MLflow
How to log and visualize experiments with MLflow
The MLflow Experiment Tracker is an Experiment Tracker flavor provided with the MLflow ZenML integration that uses the MLflow tracking service to log and visualize information from your pipeline steps (e.g. models, parameters, metrics).

When would you want to use it?

MLflow Tracking is a very popular tool that you would normally use in the iterative ML experimentation phase to track and visualize experiment results. That doesn't mean that it cannot be repurposed to track and visualize the results produced by your automated pipeline runs, as you make the transition towards a more production oriented workflow.
You should use the MLflow Experiment Tracker:
  • if you have already been using MLflow to track experiment results for your project and would like to continue doing so as you are incorporating MLOps workflows and best practices in your project through ZenML.
  • if you are looking for a more visually interactive way of navigating the results produced from your ZenML pipeline runs (e.g. models, metrics, datasets)
  • if you or your team already have a shared MLflow Tracking service deployed somewhere on-premise or in the cloud, and you would like to connect ZenML to it to share the artifacts and metrics logged by your pipelines
You should consider one of the other Experiment Tracker flavors if you have never worked with MLflow before and would rather use another experiment tracking tool that you are more familiar with.

How do you deploy it?

[WORK INSTRUCTIONS]
a: Answer these questions from the MLflow page:
(i) Which integration provides the MLflow Experiment Tracker flavor?
(ii) In which phase would you normally use MLflow Tracking?
(iii) Who should consider one of the other Experiment Tracker flavors?
b: The MLflow page lists situations under "You should use the MLflow Experiment Tracker:". Give every one of them.
c: For each statement, say whether it agrees with the MLflow page, and quote the words that decide it:
(i) The MLflow Experiment Tracker uses the MLflow tracking service.
(ii) MLflow Tracking cannot be used for automated pipeline runs.
(iii) The MLflow Experiment Tracker is recommended for people who have never worked with MLflow.

[DATA]
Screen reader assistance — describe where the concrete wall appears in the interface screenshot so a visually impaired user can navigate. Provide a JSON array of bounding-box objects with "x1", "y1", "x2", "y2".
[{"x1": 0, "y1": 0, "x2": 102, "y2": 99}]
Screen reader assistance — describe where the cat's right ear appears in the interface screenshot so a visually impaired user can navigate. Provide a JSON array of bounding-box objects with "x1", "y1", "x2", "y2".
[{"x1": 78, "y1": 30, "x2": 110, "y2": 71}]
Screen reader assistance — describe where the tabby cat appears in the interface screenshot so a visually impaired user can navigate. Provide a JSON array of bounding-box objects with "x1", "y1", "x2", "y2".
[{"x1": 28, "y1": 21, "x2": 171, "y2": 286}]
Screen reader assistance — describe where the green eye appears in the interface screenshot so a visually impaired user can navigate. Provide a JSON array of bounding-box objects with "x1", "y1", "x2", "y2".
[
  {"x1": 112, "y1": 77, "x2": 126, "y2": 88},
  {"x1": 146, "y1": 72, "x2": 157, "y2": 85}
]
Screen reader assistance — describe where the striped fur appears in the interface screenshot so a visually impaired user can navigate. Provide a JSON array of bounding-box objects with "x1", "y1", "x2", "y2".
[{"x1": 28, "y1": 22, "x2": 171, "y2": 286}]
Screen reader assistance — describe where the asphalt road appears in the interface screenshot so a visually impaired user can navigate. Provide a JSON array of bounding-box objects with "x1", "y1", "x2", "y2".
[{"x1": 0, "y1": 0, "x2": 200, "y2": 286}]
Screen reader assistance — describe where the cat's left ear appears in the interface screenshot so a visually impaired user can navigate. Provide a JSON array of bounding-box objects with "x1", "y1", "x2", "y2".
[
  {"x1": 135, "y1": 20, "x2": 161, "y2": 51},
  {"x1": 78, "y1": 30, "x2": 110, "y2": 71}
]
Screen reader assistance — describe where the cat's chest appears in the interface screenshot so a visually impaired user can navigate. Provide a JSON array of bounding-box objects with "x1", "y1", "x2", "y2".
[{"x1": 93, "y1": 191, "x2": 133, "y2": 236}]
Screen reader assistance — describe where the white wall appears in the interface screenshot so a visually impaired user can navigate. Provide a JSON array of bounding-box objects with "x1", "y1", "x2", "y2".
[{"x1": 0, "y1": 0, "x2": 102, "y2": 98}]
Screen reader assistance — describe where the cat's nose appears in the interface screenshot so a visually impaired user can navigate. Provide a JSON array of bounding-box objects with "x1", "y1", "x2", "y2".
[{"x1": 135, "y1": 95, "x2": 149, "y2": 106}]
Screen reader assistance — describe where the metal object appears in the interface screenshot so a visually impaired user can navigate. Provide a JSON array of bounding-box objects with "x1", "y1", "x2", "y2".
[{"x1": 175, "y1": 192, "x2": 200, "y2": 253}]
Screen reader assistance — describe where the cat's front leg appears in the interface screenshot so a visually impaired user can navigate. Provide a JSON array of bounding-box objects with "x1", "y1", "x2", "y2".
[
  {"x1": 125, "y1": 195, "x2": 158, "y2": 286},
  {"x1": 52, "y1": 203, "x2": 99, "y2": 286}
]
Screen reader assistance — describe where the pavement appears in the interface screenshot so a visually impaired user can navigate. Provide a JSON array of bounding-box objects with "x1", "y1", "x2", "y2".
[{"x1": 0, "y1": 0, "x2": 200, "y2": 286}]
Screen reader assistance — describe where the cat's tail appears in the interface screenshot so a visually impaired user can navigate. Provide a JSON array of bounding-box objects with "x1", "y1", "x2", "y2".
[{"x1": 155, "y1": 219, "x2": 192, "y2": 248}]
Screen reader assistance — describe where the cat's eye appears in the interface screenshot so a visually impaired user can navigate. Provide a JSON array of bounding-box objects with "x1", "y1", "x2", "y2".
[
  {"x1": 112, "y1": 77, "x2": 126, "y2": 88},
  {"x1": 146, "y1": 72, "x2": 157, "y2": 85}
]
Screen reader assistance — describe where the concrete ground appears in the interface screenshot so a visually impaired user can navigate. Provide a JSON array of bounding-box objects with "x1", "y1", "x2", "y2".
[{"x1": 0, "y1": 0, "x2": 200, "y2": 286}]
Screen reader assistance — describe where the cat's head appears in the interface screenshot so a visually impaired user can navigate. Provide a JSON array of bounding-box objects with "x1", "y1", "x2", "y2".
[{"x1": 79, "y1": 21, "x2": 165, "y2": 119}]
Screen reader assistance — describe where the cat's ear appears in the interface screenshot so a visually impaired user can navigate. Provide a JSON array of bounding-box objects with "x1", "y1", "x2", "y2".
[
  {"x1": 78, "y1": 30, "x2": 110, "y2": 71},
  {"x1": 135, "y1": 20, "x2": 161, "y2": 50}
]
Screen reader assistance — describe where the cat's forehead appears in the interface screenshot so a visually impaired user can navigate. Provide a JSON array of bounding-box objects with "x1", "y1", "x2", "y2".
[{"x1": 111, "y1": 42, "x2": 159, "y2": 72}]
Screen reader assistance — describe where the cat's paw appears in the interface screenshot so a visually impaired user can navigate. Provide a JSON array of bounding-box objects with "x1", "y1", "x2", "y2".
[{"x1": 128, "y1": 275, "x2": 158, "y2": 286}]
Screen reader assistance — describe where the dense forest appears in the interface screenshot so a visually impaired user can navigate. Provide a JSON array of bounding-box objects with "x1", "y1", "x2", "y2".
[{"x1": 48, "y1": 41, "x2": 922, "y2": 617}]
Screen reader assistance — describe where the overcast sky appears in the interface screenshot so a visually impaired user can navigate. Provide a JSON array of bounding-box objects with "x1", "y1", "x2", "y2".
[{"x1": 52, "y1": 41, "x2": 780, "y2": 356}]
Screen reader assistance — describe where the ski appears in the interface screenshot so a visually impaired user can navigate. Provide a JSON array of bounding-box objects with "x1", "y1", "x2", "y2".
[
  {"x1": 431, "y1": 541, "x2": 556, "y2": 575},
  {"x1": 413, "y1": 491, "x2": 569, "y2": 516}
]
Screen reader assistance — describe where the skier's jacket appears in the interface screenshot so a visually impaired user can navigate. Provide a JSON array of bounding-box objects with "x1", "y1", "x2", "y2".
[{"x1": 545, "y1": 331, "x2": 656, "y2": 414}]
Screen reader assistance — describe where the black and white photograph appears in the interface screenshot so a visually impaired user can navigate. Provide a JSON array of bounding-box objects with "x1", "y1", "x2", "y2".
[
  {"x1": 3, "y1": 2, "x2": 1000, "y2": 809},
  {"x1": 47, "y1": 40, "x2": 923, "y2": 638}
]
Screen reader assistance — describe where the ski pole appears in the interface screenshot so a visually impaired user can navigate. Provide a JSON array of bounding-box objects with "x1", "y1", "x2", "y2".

[COMPLETED EXERCISE]
a:
(i) The MLflow ZenML integration.
(ii) The iterative ML experimentation phase.
(iii) Those who have never worked with MLflow before and would rather use another experiment tracking tool that they are more familiar with.

b:
- You have already been using MLflow to track experiment results for your project and would like to continue doing so as you incorporate MLOps workflows and best practices through ZenML.
- You are looking for a more visually interactive way of navigating the results produced from your ZenML pipeline runs (e.g. models, metrics, datasets).
- You or your team already have a shared MLflow Tracking service deployed on-premise or in the cloud, and you would like to connect ZenML to it to share the artifacts and metrics logged by your pipelines.

c:
(i) Yes: "uses the MLflow tracking service to log and visualize information from your pipeline steps"
(ii) No: "That doesn't mean that it cannot be repurposed to track and visualize the results produced by your automated pipeline runs"
(iii) No: "You should consider one of the other Experiment Tracker flavors if you have never worked with MLflow before"